*SHORT TASK*. Please pull out every line in the records below that contains the string "target", copying each one unchanged.

*TASK DATA*.
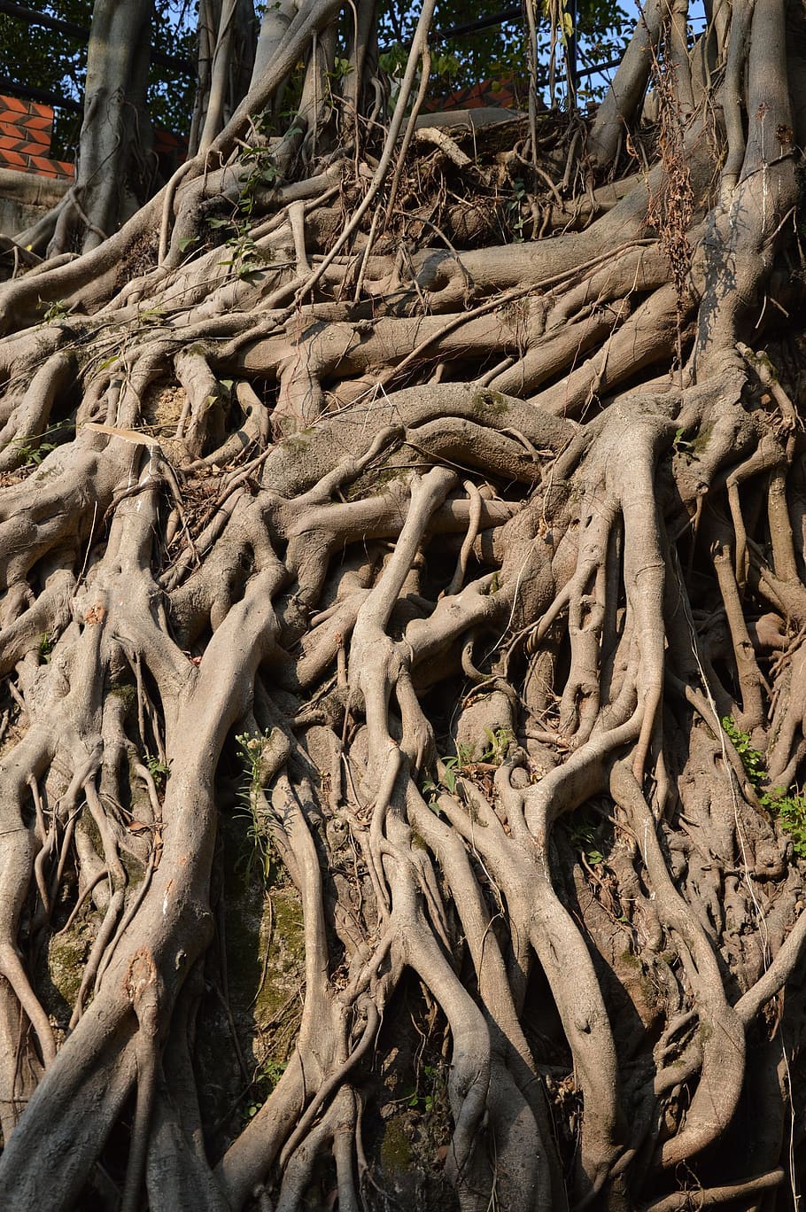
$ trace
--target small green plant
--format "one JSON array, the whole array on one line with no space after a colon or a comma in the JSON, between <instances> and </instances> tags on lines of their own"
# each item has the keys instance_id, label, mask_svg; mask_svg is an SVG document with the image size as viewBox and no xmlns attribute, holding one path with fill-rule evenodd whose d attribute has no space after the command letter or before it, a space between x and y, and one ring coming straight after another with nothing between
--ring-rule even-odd
<instances>
[{"instance_id":1,"label":"small green plant","mask_svg":"<svg viewBox=\"0 0 806 1212\"><path fill-rule=\"evenodd\" d=\"M39 467L42 459L50 454L51 451L56 450L56 442L39 442L36 446L21 446L19 447L19 465L21 467Z\"/></svg>"},{"instance_id":2,"label":"small green plant","mask_svg":"<svg viewBox=\"0 0 806 1212\"><path fill-rule=\"evenodd\" d=\"M231 265L241 280L248 279L263 269L267 257L248 234L248 229L236 227L236 234L230 236L225 246L231 248L233 255L225 261L219 261L218 264Z\"/></svg>"},{"instance_id":3,"label":"small green plant","mask_svg":"<svg viewBox=\"0 0 806 1212\"><path fill-rule=\"evenodd\" d=\"M164 791L165 784L171 777L171 767L168 766L168 764L162 761L160 758L156 758L154 754L147 753L145 766L148 768L149 774L154 779L154 787L156 788L156 790Z\"/></svg>"},{"instance_id":4,"label":"small green plant","mask_svg":"<svg viewBox=\"0 0 806 1212\"><path fill-rule=\"evenodd\" d=\"M507 201L507 219L513 233L513 242L524 242L524 228L526 227L527 216L524 215L522 204L528 201L526 194L526 185L520 177L515 177L513 181L513 196Z\"/></svg>"},{"instance_id":5,"label":"small green plant","mask_svg":"<svg viewBox=\"0 0 806 1212\"><path fill-rule=\"evenodd\" d=\"M589 813L579 813L571 827L570 842L577 853L583 854L589 867L596 867L605 862L605 856L599 850L598 842L599 822Z\"/></svg>"},{"instance_id":6,"label":"small green plant","mask_svg":"<svg viewBox=\"0 0 806 1212\"><path fill-rule=\"evenodd\" d=\"M48 303L47 299L40 298L39 310L42 313L41 327L46 324L61 324L70 315L70 308L64 299L53 299L52 303Z\"/></svg>"},{"instance_id":7,"label":"small green plant","mask_svg":"<svg viewBox=\"0 0 806 1212\"><path fill-rule=\"evenodd\" d=\"M514 736L510 728L485 728L485 736L490 742L490 745L481 754L479 761L487 762L490 766L501 766L502 761L505 759L509 747L514 742Z\"/></svg>"},{"instance_id":8,"label":"small green plant","mask_svg":"<svg viewBox=\"0 0 806 1212\"><path fill-rule=\"evenodd\" d=\"M764 756L753 747L750 733L743 732L730 715L724 718L722 727L742 760L748 782L759 793L761 807L778 818L798 858L806 858L806 795L785 787L770 787Z\"/></svg>"},{"instance_id":9,"label":"small green plant","mask_svg":"<svg viewBox=\"0 0 806 1212\"><path fill-rule=\"evenodd\" d=\"M675 429L674 442L671 445L674 446L675 451L680 452L681 454L690 454L691 451L693 450L693 446L686 438L684 438L685 433L686 430L682 428L682 425L679 429Z\"/></svg>"},{"instance_id":10,"label":"small green plant","mask_svg":"<svg viewBox=\"0 0 806 1212\"><path fill-rule=\"evenodd\" d=\"M744 766L744 773L748 777L748 782L756 790L760 790L770 778L764 761L764 755L760 754L758 749L753 748L750 733L742 732L732 716L726 715L724 718L722 727L725 730L725 736L730 742L732 742L733 748L742 759L742 765Z\"/></svg>"},{"instance_id":11,"label":"small green plant","mask_svg":"<svg viewBox=\"0 0 806 1212\"><path fill-rule=\"evenodd\" d=\"M255 1074L252 1086L250 1087L251 1097L244 1108L245 1120L255 1119L287 1068L287 1060L275 1060L273 1057L268 1057L263 1062Z\"/></svg>"},{"instance_id":12,"label":"small green plant","mask_svg":"<svg viewBox=\"0 0 806 1212\"><path fill-rule=\"evenodd\" d=\"M421 1074L424 1079L422 1082L424 1088L421 1093L421 1082L418 1081L417 1090L408 1099L408 1105L413 1110L430 1115L445 1092L445 1074L442 1065L434 1064L424 1064Z\"/></svg>"}]
</instances>

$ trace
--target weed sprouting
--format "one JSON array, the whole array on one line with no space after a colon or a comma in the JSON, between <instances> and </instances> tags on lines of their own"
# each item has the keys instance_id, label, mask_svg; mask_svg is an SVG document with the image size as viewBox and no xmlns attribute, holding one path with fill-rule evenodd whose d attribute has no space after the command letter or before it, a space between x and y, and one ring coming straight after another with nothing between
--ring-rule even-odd
<instances>
[{"instance_id":1,"label":"weed sprouting","mask_svg":"<svg viewBox=\"0 0 806 1212\"><path fill-rule=\"evenodd\" d=\"M750 733L743 732L730 715L724 718L722 727L742 760L748 782L759 794L761 807L778 818L798 858L806 858L806 795L785 787L770 787L764 755L754 748Z\"/></svg>"}]
</instances>

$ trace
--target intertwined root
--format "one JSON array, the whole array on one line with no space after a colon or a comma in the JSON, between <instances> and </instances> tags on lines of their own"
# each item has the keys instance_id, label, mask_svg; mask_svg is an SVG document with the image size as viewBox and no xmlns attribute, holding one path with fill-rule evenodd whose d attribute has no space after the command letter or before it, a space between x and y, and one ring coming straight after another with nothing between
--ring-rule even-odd
<instances>
[{"instance_id":1,"label":"intertwined root","mask_svg":"<svg viewBox=\"0 0 806 1212\"><path fill-rule=\"evenodd\" d=\"M4 287L4 1207L785 1206L806 493L791 344L742 339L785 6L720 27L724 132L650 7L662 162L555 239L389 255L393 130L347 227L342 150L184 257L255 188L192 161Z\"/></svg>"}]
</instances>

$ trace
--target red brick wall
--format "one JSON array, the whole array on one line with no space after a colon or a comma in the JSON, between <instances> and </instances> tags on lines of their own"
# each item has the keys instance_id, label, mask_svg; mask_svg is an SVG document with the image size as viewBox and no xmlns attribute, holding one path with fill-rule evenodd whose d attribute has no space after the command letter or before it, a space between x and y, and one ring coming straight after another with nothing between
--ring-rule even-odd
<instances>
[{"instance_id":1,"label":"red brick wall","mask_svg":"<svg viewBox=\"0 0 806 1212\"><path fill-rule=\"evenodd\" d=\"M72 164L50 158L52 132L50 105L0 96L0 168L72 178Z\"/></svg>"}]
</instances>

*WRITTEN RESPONSE*.
--target small green plant
--target weed sprouting
--target intertwined root
--target red brick wall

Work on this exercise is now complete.